• Vorliegender Text:
━━━
Szene aus dem Film: Astrid liegt mit ihrem Sohn Lasse im Gras.

ERIK MOLBERG HANSEN

Film

"Astrid" - Wie Astrid Lindgren zu Astrid Lindgren wurde

Die 2002 in Stockholm verstorbene Astrid Lindgren zählt wohl zu den bekanntesten Kinderbuchautorinnen der Welt. Pippi Langstrumpf, Michel von Lönneberga, die Kindern von Bullerbü oder Ronja Räubertochter werden auf der ganzen Welt gelesen. Jetzt kommt ein Film in die Kinos, der Astrid Lindgrens Jugendjahre beleuchtet.
━━━
• Angaben:
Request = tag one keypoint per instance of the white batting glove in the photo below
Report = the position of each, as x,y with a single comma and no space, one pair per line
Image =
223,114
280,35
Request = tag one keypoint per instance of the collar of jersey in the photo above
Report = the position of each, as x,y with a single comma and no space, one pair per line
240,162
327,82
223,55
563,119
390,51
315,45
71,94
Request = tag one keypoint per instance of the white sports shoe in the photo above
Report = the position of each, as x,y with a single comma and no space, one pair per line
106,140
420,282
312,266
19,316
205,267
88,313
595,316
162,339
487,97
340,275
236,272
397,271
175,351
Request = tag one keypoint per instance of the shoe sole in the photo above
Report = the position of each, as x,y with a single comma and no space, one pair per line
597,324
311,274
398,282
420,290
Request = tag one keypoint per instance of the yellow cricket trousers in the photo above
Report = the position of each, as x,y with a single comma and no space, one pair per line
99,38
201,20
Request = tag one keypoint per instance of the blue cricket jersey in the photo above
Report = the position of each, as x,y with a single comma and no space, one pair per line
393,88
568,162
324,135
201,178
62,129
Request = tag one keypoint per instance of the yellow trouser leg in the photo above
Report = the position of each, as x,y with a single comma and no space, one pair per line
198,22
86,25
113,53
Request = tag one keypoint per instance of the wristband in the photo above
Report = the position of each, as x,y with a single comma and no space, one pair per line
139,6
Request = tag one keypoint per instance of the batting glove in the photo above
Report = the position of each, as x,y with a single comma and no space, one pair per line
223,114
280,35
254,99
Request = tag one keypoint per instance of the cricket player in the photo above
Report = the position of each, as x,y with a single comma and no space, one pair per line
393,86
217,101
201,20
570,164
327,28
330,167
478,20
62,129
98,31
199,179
━━━
• Aufgaben:
a – Wann und wo ist Astrid Lindgren laut dem Text über den Film „Astrid“ gestorben?
b – Führen Sie den Text über den Film „Astrid“ im Anschluss an seinen letzten Satz weiter.

• Lösungen:
a – Sie ist 2002 in Stockholm gestorben.

b –
Mittagsjournal | 05 12 2018

Katharina Menhofer

Kulturjournal | 05 12 2018 | Regisseurin Pernille Fischer Christensen im Gespräch

Katharina Menhofer

Über ihr eigenes Leben sind im Laufe der Jahre viele Biografien erschienen. Dass sie bereits mit 18 Mutter war und ihr Kind zu einer Pflegemutter geben musste, hat sie lange Zeit nicht thematisiert. Der Film "Astrid" der dänischen Regisseurin Pernille Fischer Christensen beschreibt Lindgrens schwierigen Weg in die Selbständigkeit und ihre Beziehung zu ihrem Sohn. "Astrid" wurde heuer bei der Berlinale vorgestellt.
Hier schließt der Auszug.